Given exercise:
Retype exactly the stretch of lines that begins at the line containing "Mark the innermost point of each instance of the double" and ends at the last line of the data, with no other lines.

Entries:
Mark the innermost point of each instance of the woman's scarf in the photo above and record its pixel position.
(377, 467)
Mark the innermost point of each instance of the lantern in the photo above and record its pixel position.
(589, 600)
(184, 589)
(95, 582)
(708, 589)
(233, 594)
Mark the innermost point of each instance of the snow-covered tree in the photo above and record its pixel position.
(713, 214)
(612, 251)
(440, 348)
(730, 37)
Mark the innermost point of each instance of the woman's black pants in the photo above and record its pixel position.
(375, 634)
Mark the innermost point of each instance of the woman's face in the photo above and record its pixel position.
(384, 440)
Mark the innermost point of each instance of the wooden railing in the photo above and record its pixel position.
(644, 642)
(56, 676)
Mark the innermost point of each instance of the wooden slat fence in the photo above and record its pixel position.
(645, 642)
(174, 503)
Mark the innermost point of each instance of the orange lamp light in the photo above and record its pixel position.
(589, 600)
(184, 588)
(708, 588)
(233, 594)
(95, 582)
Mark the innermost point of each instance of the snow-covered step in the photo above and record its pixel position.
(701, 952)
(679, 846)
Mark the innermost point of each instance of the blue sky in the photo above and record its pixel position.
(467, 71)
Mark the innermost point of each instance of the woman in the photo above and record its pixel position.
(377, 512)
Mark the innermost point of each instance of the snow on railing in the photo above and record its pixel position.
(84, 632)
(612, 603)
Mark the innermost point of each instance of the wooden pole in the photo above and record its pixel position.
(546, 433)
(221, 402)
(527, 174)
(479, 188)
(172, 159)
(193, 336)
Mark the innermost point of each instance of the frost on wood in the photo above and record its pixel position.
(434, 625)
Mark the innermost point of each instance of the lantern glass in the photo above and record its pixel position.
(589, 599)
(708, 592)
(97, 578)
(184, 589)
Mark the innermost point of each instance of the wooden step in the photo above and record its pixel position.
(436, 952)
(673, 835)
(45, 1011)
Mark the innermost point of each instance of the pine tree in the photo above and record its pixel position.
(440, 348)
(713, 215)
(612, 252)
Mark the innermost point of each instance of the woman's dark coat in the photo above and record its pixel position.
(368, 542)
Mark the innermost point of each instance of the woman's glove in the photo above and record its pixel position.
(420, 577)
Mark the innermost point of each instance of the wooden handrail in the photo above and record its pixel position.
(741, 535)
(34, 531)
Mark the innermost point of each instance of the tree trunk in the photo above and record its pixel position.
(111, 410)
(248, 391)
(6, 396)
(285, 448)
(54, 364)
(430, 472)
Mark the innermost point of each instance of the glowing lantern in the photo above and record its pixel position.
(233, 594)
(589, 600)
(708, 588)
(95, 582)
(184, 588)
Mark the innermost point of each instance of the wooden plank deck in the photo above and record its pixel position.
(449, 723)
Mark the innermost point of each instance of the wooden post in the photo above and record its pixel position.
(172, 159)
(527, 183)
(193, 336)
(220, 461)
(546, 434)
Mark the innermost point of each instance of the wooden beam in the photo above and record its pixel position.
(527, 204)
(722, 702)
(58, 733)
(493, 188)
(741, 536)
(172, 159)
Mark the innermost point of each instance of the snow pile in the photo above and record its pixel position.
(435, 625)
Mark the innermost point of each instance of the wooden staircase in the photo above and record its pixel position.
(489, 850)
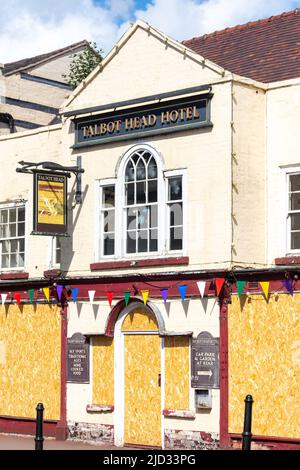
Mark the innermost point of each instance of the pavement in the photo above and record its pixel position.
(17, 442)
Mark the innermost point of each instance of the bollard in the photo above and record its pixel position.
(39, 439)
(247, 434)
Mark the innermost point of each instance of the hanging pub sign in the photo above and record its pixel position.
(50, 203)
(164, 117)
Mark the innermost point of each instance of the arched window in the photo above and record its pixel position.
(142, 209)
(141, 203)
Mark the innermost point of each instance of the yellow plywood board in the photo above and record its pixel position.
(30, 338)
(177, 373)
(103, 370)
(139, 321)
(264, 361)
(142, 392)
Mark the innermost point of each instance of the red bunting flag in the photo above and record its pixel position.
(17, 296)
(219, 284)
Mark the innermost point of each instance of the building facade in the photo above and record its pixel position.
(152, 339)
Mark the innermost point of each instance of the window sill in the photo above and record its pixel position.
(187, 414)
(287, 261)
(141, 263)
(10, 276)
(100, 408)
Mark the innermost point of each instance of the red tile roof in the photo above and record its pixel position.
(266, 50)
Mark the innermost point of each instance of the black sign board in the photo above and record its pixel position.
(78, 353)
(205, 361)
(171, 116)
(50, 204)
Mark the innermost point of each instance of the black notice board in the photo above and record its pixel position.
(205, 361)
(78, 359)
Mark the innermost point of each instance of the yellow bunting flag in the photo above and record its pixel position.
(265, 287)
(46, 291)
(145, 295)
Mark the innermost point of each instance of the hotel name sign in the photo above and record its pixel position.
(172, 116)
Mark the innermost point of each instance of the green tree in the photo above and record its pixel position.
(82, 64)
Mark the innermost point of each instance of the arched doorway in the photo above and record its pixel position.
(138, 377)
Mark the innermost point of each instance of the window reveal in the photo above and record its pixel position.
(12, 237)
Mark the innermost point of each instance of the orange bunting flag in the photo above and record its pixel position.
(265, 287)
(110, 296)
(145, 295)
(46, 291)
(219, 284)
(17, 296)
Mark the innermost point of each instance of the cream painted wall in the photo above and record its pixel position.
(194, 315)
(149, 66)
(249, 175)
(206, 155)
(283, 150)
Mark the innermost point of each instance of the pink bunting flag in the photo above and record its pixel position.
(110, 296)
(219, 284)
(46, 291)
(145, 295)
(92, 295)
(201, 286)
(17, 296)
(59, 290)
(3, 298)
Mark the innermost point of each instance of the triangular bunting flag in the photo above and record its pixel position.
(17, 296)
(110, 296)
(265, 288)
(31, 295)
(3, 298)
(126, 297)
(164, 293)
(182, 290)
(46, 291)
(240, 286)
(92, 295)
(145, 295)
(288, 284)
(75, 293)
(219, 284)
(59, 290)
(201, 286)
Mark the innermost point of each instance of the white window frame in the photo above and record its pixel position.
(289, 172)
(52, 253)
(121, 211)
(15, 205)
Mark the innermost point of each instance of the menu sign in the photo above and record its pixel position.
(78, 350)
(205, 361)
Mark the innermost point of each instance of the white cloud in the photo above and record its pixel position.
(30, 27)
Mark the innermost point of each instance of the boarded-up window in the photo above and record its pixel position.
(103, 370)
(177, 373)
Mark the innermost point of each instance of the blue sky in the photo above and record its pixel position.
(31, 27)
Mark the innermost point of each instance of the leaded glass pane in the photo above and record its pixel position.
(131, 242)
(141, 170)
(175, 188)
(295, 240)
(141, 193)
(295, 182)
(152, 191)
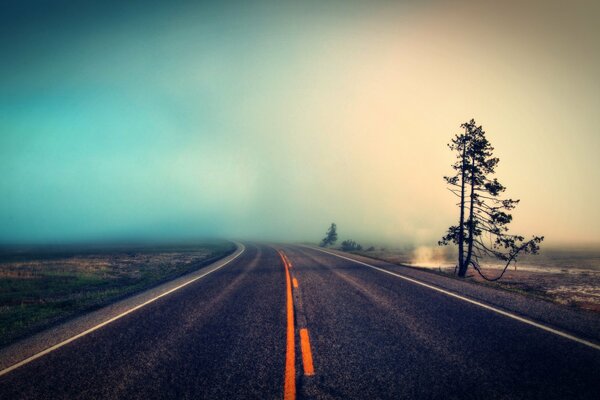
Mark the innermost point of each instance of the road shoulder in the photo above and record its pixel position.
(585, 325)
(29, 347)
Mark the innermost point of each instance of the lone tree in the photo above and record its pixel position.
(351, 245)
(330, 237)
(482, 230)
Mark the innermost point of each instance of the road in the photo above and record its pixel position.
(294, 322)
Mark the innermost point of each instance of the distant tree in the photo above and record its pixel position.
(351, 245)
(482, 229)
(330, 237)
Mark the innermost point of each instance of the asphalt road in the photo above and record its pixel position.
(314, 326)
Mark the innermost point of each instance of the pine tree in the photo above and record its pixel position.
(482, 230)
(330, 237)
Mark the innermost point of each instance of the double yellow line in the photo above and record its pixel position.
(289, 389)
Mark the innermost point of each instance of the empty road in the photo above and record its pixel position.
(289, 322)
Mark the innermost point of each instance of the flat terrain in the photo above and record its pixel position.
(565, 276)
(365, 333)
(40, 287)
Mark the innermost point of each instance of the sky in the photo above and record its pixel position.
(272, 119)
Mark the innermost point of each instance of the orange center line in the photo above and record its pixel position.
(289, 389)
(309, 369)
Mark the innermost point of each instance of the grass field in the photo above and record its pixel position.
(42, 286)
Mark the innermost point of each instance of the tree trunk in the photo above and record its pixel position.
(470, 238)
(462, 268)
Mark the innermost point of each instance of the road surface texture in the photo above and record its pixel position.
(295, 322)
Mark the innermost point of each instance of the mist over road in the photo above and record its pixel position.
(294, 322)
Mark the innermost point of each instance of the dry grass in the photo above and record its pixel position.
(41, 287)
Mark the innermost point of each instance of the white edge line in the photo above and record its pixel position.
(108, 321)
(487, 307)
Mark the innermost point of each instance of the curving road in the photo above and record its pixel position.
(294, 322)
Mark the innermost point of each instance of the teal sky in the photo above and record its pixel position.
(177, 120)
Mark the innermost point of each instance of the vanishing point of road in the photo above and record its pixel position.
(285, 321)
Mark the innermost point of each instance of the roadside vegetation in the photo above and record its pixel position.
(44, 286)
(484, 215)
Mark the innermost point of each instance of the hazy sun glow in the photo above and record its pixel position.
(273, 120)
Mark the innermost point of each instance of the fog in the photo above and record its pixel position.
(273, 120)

Exercise response:
Mark the innermost point of each instance of the double yellow line in the photo above and record its pixel position.
(289, 389)
Mark the innermost point of each instance of the empty road in the photo above and record its pixel position.
(289, 322)
Mark the innermost point of each instance of the flat terrain in the photo above and record its pixel position.
(565, 276)
(365, 333)
(40, 287)
Mark the innermost point of each instance of the sky in the photo above and record its pixel position.
(272, 119)
Mark the innermost point of each instance of the orange center line in the photo above and record its pixel position.
(289, 389)
(309, 369)
Mark the innermost point of each instance of the grass field in the photo above and record its pixel position.
(42, 286)
Mark the innermost point of each instance of the tree trunk in the photo above and record its pixel position.
(470, 238)
(462, 268)
Mark the innermost point of each instance of the road surface texture in the photo above and record its pixel position.
(295, 322)
Mark the innermost point of each instance of the mist over road in the photo above and record its pixel position.
(294, 322)
Mark the innermost point of each instance of the dry grass in the photo above and record its pixel position.
(41, 287)
Mark the innermost point of each instance of the white edge line in the photo above and record its pixel position.
(108, 321)
(487, 307)
Mark the innermost point of each instance of the curving road in the photo above and record its pixel position.
(294, 322)
Mark the innermost point of each instance of the teal sky in the photo above and record its pixel position.
(177, 120)
Mark the innermost point of each instance of the vanishing point of road in the photo above and record its pixel position.
(285, 321)
Mark the innermost point of each instance of the roadside vegetation in the photo above and record its pixel position.
(44, 286)
(484, 215)
Mark the innermost point of each instance of the hazy sun glow in the photo above and record its pixel position.
(273, 120)
Mark the innermost point of each instance of the fog in the photo above and record its pixel position.
(273, 120)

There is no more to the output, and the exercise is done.